____ MATERIAL PROVIDED

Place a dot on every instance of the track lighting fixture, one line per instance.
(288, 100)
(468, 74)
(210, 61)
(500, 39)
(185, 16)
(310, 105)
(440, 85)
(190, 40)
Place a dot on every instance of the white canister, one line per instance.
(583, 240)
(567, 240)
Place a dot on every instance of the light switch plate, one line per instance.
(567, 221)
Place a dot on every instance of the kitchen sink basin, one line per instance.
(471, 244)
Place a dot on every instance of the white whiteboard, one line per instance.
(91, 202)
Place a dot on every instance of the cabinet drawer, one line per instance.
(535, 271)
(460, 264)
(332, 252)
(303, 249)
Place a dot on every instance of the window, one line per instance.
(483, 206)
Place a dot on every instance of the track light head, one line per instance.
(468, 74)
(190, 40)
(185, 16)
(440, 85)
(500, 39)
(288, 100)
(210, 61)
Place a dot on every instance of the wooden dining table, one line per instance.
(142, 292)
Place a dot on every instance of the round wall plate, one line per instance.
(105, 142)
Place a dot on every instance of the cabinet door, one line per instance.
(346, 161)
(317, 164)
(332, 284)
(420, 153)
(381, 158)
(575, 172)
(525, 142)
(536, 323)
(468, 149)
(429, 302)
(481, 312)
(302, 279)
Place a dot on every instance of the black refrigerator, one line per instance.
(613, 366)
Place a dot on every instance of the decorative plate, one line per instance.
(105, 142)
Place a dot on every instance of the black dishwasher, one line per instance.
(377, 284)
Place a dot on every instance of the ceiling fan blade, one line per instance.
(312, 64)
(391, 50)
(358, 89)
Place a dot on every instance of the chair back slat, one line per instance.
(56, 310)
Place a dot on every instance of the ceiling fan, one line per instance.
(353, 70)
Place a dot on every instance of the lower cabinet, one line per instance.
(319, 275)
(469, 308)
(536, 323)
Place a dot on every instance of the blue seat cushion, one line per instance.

________

TASK OBJECTIVE
Reprint the complete listing exactly.

EXERCISE RESULT
Place a dot on every instance of the track lighting fixture, one line per instance.
(288, 100)
(468, 74)
(210, 61)
(500, 39)
(185, 16)
(310, 105)
(440, 85)
(190, 40)
Place a dot on every instance of the white canister, one line per instance.
(583, 240)
(567, 240)
Place a dot on every instance of the light switch plate, one line per instance.
(567, 221)
Place a dot on every instance of the kitchen sink basin, one line per instance.
(471, 244)
Place a dot on every instance of the white whiteboard, one line per instance.
(91, 202)
Place a dot on every instance of the cabinet drawer, one line per instance.
(535, 271)
(460, 264)
(332, 252)
(303, 249)
Place a dot on every instance of the window, one line per instance.
(483, 206)
Place a dot on every instance of the track light head, one line per instance.
(468, 74)
(190, 40)
(185, 16)
(440, 85)
(500, 39)
(288, 100)
(210, 61)
Place a dot on every instance of the wooden dining table, one line per instance.
(142, 292)
Place a dot on every instance of the round wall plate, one line per instance.
(105, 142)
Place a dot on every instance of the cabinet door, one line per instance.
(346, 161)
(317, 164)
(332, 284)
(420, 153)
(381, 158)
(575, 172)
(525, 142)
(536, 323)
(468, 149)
(429, 302)
(481, 312)
(302, 279)
Place a dot on every instance of the black refrigerator, one line per instance.
(613, 366)
Place a dot on every instance of the decorative plate, one line per instance.
(105, 142)
Place a dot on every instance of the black dishwasher, one line per instance.
(377, 284)
Place a dot on every instance of the ceiling fan blade, one line per instance.
(312, 64)
(391, 50)
(358, 89)
Place a dot on every instance of the chair back slat, one line per instance.
(56, 310)
Place a dot on every instance of the ceiling fan, one line per instance.
(353, 70)
Place a dot on every instance of the lower cabinet, one line per instance.
(319, 275)
(469, 308)
(536, 323)
Place a dot on every instance of the blue seat cushion, one line per instance.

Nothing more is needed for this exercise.